→ Source:
>>

Predicting Optimum N Rate at Tasseling from Spectral Data The different N rates at planting created a range of spectral variability among plots that was evident in the aerial CIR photographs and resulted in a wide range of optimum Nvt. The range of optimum Nvt was 0 to 134 lb/acre with a mean of 61 lb/acre. This was a lower mean and narrower range of optimum Nvt compared to the previous trials from which the model was developed (0 to 196 lb/acre, mean = 93 lb/acre) (9). This was probably due to the fact that mean yield levels (Table 1) obtained in this study were lower than those obtained in earlier studies (9). Consistent with earlier studies, a better prediction of optimum Nvt was observed with relative indices (Table 2) than with individual spectral bands or absolute indices. Overall in the present study, a linear-plateau model using RGDVI was the best predictor (r2 = 0.81; Table 2 and Fig. 3) of optimum Nvt. The narrow range of RGDVI (0.9524 to 1.02) that was responsive to optimum Nvt was of particular importance because even small variations in RGDVI could change the predicted optimum Nvt substantially (Fig. 3). That said, it is important to realize that RGDVI is a relative measure, the full range of which we have observed to be about 0.84 to 1.02, that is, about 0.18 "RGDVI" units. The optimum Nvt responsive range in RGDVI is thus ~38% of the observed range. These results were consistent with those obtained by Sripada et al. (9) when developing the model being validated in this study. Table 2. Regression analysis of economic optimum N rate (lb/acre) at tasseling versus near-infrared (NIR), red (R), green (G), the Green Difference Vegetation Index (GDVI), and relative GDVI (RGDVI) across all response trials in this study. The model significance and the coefficient of determination (r2 or R2) for the linear, linear-plateau, quadratic, and quadratic-plateau models are given.
*, **, NS Significant at the 0.05 and 0.01 probability levels and not significant, respectively.

<<

→ Dataset content:

>>

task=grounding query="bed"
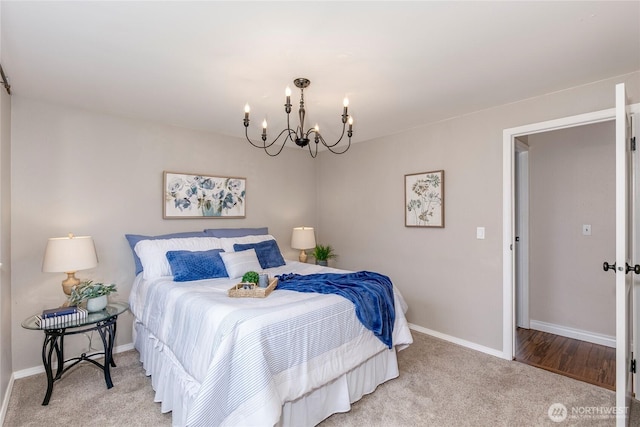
[127,230,412,426]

<<

→ Your instructions: In the passage on predicting optimum nitrogen rate at tasseling, which model was the best predictor of optimum Nvt in the present study?

→ Exercise solution: A linear-plateau model using RGDVI (r2 = 0.81).